- **EXERCISE REQUIREMENTS**
Omit the images, then output each of the records below exactly.
Top of PROVIDED DATA
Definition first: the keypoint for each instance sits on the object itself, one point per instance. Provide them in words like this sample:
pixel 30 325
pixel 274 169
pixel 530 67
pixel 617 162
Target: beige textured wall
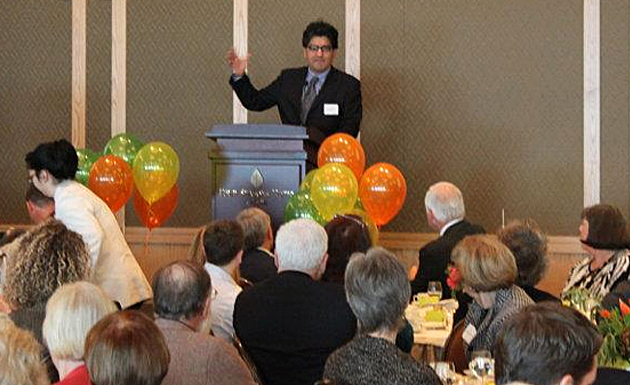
pixel 487 94
pixel 35 75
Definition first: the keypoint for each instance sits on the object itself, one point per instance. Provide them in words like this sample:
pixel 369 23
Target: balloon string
pixel 146 242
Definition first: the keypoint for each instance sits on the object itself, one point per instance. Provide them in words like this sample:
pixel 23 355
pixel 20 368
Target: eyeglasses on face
pixel 324 48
Bottom of PROVIDED DATA
- **RESPONSE TO THIS TASK**
Definition first: the keypoint for each instance sits on the object itself, one point per instance. Provide them in words like this sample:
pixel 30 325
pixel 274 169
pixel 530 67
pixel 617 162
Target: beige textured wall
pixel 487 94
pixel 35 75
Definition first: the keypoint for each instance sits on the object itself, one point per instance. Provide them in words like this sample:
pixel 369 23
Target: balloon string
pixel 146 242
Definition first: the keypoint for each instance sits on the object itself, one point per instance. Provide them in words like this sample:
pixel 23 355
pixel 20 368
Target: eyeglasses on face
pixel 324 48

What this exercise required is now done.